→ **Source document**
Proofreading & Editing Skills

Freelance Proofreader: Exploring the Trade!

Freelance Proofreader
Dobrica Frankevich
Written by Dobrica Frankevich

Entering the freelance waters as a proofreader can be confusing at first. At least, it was for me when I first applied for a proofreading job about eight years ago. To help you get a head start in the industry, here’s what it means to be a freelance proofreader:

A freelance proofreader reads, checks and ensures that a piece of written content is free of any spelling, typing, grammatical, and punctuation errors. The content that the proofreader revises could come in any form: articles, web content, eBooks, blog posts, etc. Working freelance as a proofreader means to work independently and have the possibility to take on multiple clients at once, as opposed to working exclusively for one client or company. 

So, are you a detailed-oriented person who always finds the tiniest errors in texts? Are you bothered by that extra space before a comma? If yes, keep reading because a career as a freelance proofreader could be just the right step for you.

What Tasks to Expect as a Freelance Proofreader?

Many confuse the tasks of a proofreader with the ones of a content editor. I’m here to tell you that these are two different things (even though they always go hand in hand).

As a freelance proofreader, it’s not your job to rewrite huge blocks of text or edit the content, tone, or style of writing – this is the editor’s job. Plus, the editor’s job comes before the proofreader’s. 

Step 1: Writing → Step 2: Editing → Step 3: Proofreading

By the time that you, as a proofreader, receive the copy for revising – it should’ve already passed through the editor’s hands and it should be in its final form. 

As a proofreader, your task is to thoroughly read the given text in its final version and correct any mistakes in typography, grammar, punctuation, and similar.

→ **Provided data**
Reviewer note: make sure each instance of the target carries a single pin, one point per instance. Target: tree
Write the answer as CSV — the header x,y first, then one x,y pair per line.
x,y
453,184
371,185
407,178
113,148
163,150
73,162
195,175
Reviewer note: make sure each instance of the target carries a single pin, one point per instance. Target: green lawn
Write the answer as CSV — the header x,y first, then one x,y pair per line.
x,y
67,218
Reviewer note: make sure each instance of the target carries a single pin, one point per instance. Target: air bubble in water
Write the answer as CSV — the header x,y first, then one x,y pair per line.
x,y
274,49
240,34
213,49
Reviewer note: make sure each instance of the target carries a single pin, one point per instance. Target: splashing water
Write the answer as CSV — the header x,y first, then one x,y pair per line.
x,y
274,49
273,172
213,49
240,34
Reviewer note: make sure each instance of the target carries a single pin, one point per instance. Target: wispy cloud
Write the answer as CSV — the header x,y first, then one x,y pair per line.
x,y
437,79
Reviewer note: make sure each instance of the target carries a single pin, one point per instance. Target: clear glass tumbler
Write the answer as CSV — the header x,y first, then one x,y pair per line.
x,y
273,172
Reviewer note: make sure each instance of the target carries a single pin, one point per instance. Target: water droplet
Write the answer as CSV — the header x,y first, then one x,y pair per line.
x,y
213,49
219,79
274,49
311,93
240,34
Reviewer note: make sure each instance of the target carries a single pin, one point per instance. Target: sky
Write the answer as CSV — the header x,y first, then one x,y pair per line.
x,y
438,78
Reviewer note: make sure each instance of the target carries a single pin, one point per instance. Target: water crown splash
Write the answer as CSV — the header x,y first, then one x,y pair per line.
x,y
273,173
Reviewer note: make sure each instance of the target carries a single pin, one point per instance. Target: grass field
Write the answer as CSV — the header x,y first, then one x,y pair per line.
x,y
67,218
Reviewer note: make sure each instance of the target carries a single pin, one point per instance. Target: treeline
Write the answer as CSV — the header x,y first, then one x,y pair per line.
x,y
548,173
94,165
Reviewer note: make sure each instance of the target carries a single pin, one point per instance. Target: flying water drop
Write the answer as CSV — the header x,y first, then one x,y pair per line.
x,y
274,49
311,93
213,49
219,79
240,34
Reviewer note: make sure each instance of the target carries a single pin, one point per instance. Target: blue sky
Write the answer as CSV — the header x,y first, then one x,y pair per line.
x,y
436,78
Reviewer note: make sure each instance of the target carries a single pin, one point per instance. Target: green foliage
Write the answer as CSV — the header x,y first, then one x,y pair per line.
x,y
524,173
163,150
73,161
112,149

→ **Task list**
1. Which forms of content does the freelance proofreading article name as things a proofreader might revise?
2. Continue the freelance proofreading article, starting right after its final sentence.

→ **Answers below**
1.
- articles
- web content
- eBooks
- blog posts

2.
Any text that’s going to be shared with an audience, regardless if it’s print or online, needs to go through proofreading. For example, you might be asked to proofread:

  • Web content
  • Articles
  • eBooks
  • Resumes
  • Whitepapers
  • Novels and Romans
  • Research papers
  • Blog posts
  • Social media content
  • Emails
  • Sales copies
  • User manuals
  • Restaurant menus
  • PR texts
  • …and practically any other piece of writing! 

Speaking from personal experience, when you’re a beginner in this industry, it’s better to take on smaller jobs such as proofreading a 500-word article, rather than novels or large eBooks. 

You definitely want to build up both your portfolio as well as your experience and skills before you over-promise and under-deliver. 

It’s always better to under-promise and over-deliver if you aim for producing quality work and getting higher-paying clients. 

Regardless of the type of writing assigned, a freelance proofreader should always check for the following: 

  • Misspelled words
  • Misused punctuation
  • Formatting of the text
  • Correct use of grammar
  • Correct page numbers
  • Consistency of paragraphs
  • Line spacing
  • Inconsistent capitalization
  • Consistency in the language used
  • US vs. UK spellings
  • Misused homophones (there, they’re, their)

How Big Are the Earnings of a Freelance Proofreader?

According to a Glassdoor report from February 8th, 2020, freelance proofreaders can earn from $41K per year to an average of $61K/year. 

However, these numbers are valid only with a constant supply of gigs and jobs to complete. 

There are several things to consider when deciding how much you should charge your clients as a freelance proofreader. 

  • Your years of experience and portfolio
  • The condition of  the written text you receive
  • The topic area of the written text
  • The turnaround time required for completion

As mentioned above, proofreading should be only the final revision of mistakes throughout the text. Thus, if a client asks for editing instead of proofreading, the hourly rate should increase. 

On freelance platforms such as Upwork, some freelance proofreaders will work for an hourly rate of $10/hour (or less). However, there are also proofreaders whose hourly rate is $25 or even up to $50. 

From all of this, we can conclude that the average hourly rate for freelance proofreaders is the following:

Entry level: $8 – $15 per hour

Intermediate: $15 – $25 per hour

Expert: $25 + per hour

What Skills Does a Freelance Proofreader Need?

One of the most crucial skills needed for a freelance proofreader career is a firm grasp of the English language. 

Remember, you’re the person checking the writing for final mistakes before it goes to print or publish. English grammar, correct punctuation and correct spelling are essential!

To get started as a freelance proofreader, you won’t need any degree or certificate – what clients care about is your quality of work.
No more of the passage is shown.